# SUPPLIED DATA:
=== Begin Enclosure ===

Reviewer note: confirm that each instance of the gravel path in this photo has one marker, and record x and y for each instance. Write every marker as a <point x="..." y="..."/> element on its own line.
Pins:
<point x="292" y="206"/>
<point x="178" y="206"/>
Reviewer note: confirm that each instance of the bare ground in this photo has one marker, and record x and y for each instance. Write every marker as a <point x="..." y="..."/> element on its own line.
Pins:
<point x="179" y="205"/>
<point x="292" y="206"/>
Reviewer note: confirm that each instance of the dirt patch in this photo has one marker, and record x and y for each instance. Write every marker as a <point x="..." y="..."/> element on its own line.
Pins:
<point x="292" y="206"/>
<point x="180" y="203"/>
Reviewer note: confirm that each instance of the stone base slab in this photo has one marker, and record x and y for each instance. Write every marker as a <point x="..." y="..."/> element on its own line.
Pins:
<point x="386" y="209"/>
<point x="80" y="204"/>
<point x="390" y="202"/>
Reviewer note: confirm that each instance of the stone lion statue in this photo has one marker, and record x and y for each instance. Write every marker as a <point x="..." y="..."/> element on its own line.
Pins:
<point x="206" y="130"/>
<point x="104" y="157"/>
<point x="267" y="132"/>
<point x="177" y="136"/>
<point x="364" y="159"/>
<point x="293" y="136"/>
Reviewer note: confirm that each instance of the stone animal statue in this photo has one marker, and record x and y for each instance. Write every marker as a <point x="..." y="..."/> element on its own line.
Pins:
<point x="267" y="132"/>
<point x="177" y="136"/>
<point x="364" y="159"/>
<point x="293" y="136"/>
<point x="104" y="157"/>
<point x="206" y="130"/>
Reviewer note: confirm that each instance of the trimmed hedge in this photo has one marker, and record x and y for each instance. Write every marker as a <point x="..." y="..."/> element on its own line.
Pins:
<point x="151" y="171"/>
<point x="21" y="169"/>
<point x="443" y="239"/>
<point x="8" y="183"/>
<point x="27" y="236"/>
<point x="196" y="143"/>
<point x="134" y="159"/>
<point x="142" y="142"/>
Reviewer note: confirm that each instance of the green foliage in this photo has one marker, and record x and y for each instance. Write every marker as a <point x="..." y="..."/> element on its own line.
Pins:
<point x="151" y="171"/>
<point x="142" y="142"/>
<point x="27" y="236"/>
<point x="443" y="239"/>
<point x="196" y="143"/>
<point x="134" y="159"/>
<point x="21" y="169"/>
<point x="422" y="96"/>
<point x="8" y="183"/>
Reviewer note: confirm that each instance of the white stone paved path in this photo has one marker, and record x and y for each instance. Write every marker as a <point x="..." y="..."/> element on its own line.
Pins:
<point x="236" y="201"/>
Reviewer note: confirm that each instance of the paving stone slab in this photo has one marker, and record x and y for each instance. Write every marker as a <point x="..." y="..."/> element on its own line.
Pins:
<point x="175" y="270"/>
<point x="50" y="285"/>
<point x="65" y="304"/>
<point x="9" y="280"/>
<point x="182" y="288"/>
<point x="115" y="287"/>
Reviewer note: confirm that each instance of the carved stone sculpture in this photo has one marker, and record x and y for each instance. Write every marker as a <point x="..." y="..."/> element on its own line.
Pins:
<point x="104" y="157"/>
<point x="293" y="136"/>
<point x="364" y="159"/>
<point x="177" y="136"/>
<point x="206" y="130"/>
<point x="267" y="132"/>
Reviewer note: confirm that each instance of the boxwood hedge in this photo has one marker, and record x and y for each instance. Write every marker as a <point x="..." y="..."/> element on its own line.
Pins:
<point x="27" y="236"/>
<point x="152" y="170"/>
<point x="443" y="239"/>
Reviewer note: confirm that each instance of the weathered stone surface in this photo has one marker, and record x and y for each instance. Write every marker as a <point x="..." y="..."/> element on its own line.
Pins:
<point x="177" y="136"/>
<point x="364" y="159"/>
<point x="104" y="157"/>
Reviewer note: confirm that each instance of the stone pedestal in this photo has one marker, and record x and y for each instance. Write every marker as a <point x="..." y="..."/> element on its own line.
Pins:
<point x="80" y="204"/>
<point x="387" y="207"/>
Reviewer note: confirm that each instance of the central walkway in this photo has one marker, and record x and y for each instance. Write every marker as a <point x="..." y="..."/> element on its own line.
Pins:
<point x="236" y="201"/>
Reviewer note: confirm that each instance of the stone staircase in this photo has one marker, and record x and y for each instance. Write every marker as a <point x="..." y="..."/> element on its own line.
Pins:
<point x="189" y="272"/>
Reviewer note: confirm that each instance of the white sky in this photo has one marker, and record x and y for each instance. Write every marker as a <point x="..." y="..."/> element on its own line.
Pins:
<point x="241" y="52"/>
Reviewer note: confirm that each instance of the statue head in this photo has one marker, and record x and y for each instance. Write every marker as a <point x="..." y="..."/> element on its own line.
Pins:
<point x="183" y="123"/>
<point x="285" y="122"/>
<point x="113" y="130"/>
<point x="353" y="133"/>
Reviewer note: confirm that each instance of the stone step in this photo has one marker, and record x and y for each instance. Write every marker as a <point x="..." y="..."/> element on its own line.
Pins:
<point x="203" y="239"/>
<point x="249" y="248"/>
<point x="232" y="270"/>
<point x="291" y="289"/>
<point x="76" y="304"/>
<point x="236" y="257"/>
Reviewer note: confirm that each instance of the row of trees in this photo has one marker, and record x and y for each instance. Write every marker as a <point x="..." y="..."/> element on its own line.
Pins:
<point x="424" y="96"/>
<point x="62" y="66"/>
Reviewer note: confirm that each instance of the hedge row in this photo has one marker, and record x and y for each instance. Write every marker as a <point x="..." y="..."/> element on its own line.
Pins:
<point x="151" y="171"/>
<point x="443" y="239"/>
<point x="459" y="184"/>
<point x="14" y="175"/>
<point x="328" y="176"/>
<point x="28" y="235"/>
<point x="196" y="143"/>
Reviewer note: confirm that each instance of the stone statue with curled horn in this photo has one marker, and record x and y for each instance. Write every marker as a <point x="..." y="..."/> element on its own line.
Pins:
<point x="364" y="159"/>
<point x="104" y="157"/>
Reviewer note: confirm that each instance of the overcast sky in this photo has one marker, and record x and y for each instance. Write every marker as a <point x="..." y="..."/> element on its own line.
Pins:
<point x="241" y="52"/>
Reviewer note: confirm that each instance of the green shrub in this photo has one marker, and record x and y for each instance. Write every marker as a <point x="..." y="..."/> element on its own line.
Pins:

=== End Enclosure ===

# WHAT THE TASK ASKS:
All of the data above should be transcribed exactly.

# PROBLEM SOLUTION:
Reviewer note: confirm that each instance of the gravel path in this photo has one marker, and record x and y for each instance. Write every marker as a <point x="..." y="..."/> element on its own line.
Pins:
<point x="292" y="206"/>
<point x="178" y="206"/>
Reviewer note: confirm that each instance of the bare ground in this photo has one marker, and record x and y for each instance. Write every marker as a <point x="..." y="..."/> element on its own line.
Pins:
<point x="179" y="205"/>
<point x="292" y="206"/>
Reviewer note: confirm that each instance of the dirt patch in this photo has one marker, and record x and y for each instance. Write every marker as a <point x="..." y="..."/> element on its own line.
Pins:
<point x="292" y="206"/>
<point x="180" y="203"/>
Reviewer note: confirm that each instance of the stone base slab in this photo has one marker, and record x and y for each instance. Write every marker as a <point x="..." y="..."/> element on its own line.
Pins:
<point x="386" y="209"/>
<point x="80" y="204"/>
<point x="390" y="202"/>
Reviewer note: confirm that each instance of the stone lion statue in this photo has one marker, and record x and y for each instance. Write every marker as a <point x="..." y="..."/> element on its own line.
Pins:
<point x="206" y="130"/>
<point x="104" y="157"/>
<point x="267" y="132"/>
<point x="177" y="136"/>
<point x="364" y="159"/>
<point x="293" y="136"/>
Reviewer note: confirm that each instance of the stone animal statue in this photo has one marker, and record x and y for each instance. Write every marker as a <point x="..." y="..."/> element on its own line.
Pins:
<point x="267" y="132"/>
<point x="177" y="136"/>
<point x="364" y="159"/>
<point x="293" y="136"/>
<point x="104" y="157"/>
<point x="206" y="130"/>
Reviewer note: confirm that each instance of the trimmed hedge in this photo has one marker, and record x and y for each instance. Write every marker as a <point x="..." y="..."/> element on its own line.
Pins:
<point x="151" y="171"/>
<point x="21" y="169"/>
<point x="443" y="239"/>
<point x="8" y="183"/>
<point x="27" y="236"/>
<point x="196" y="143"/>
<point x="134" y="159"/>
<point x="142" y="142"/>
Reviewer note: confirm that each instance of the green foliage in this photo has one marker, and record x and y for each instance. Write every marker as a <point x="..." y="..."/> element on its own line.
Pins:
<point x="151" y="171"/>
<point x="142" y="142"/>
<point x="27" y="236"/>
<point x="443" y="239"/>
<point x="196" y="143"/>
<point x="134" y="159"/>
<point x="21" y="169"/>
<point x="422" y="96"/>
<point x="8" y="183"/>
Reviewer note: confirm that each instance of the white stone paved path in this photo has one marker, and record x and y for each instance. Write every marker as a <point x="..." y="..."/> element on its own line.
Pins:
<point x="236" y="201"/>
Reviewer note: confirm that each instance of the paving stone slab in this photo has one marker, and record x and y for each instance. Write every marker as a <point x="..." y="..."/> element on its own line.
Pins:
<point x="175" y="270"/>
<point x="50" y="285"/>
<point x="65" y="304"/>
<point x="9" y="280"/>
<point x="182" y="288"/>
<point x="115" y="287"/>
Reviewer note: confirm that each instance of the carved stone sculpture in this photo has one marker, and record x and y for each instance. Write every marker as a <point x="..." y="..."/> element on its own line.
Pins:
<point x="104" y="157"/>
<point x="293" y="136"/>
<point x="364" y="159"/>
<point x="177" y="136"/>
<point x="206" y="130"/>
<point x="267" y="132"/>
Reviewer note: confirm that each instance of the boxwood hedge in this photo has one marker, and record x and y for each instance. Write every marker as a <point x="..." y="..."/> element on its own line.
Pins:
<point x="27" y="236"/>
<point x="152" y="170"/>
<point x="443" y="239"/>
Reviewer note: confirm that each instance of the weathered stone surface in this photo has one marker, and record x and y for each instance. Write every marker as a <point x="..." y="..."/> element on its own line.
Pins:
<point x="177" y="136"/>
<point x="364" y="159"/>
<point x="104" y="157"/>
Reviewer note: confirm that each instance of the stone pedestal in this photo has one marker, and record x and y for each instance. Write every marker as a <point x="..." y="..."/> element on its own line.
Pins:
<point x="80" y="204"/>
<point x="387" y="207"/>
Reviewer note: confirm that each instance of the central walkway in this photo has one marker, and record x and y for each instance. Write every marker as a <point x="..." y="..."/> element on its own line.
Pins:
<point x="236" y="201"/>
Reviewer note: confirm that each instance of the stone staircase in this photo has one marker, and record x and y for each instance. Write every marker as a <point x="..." y="..."/> element on its own line.
Pins:
<point x="189" y="272"/>
Reviewer note: confirm that each instance of the white sky in this photo has one marker, and record x and y for each instance. Write every marker as a <point x="..." y="..."/> element on its own line.
Pins:
<point x="241" y="52"/>
Reviewer note: confirm that each instance of the statue head in this photo has one marker, and record x and y for each instance. Write every marker as a <point x="..." y="..."/> element on its own line.
Pins:
<point x="183" y="123"/>
<point x="285" y="122"/>
<point x="113" y="130"/>
<point x="353" y="133"/>
Reviewer note: confirm that each instance of the stone step in this photo has one marker, and record x and y for each instance. Write every marker as a <point x="..." y="..."/> element on its own line.
Pins:
<point x="203" y="239"/>
<point x="249" y="248"/>
<point x="232" y="270"/>
<point x="291" y="289"/>
<point x="76" y="304"/>
<point x="236" y="257"/>
Reviewer note: confirm that each instance of the row of trees in this photo has one marker, and record x and y for each instance. Write every marker as a <point x="..." y="..."/> element on its own line.
Pins:
<point x="424" y="96"/>
<point x="62" y="66"/>
Reviewer note: confirm that each instance of the hedge row in this photo has one marker, and record x and y for each instance. Write every marker as a <point x="..." y="..."/> element on its own line.
Pins:
<point x="151" y="171"/>
<point x="443" y="239"/>
<point x="459" y="184"/>
<point x="14" y="175"/>
<point x="328" y="176"/>
<point x="28" y="235"/>
<point x="196" y="143"/>
Reviewer note: confirm that each instance of the stone statue with curled horn in this photo has one marker, and record x and y for each instance. Write every marker as a <point x="..." y="..."/> element on its own line.
Pins:
<point x="364" y="159"/>
<point x="104" y="157"/>
Reviewer note: confirm that each instance of the overcast sky in this photo has one marker, and record x and y for each instance. Write every marker as a <point x="..." y="..."/> element on its own line.
Pins:
<point x="241" y="52"/>
Reviewer note: confirm that each instance of the green shrub in this photo has one marker, and record x and y for each instance. Write every marker as a <point x="..." y="..."/> element on its own line.
Pins:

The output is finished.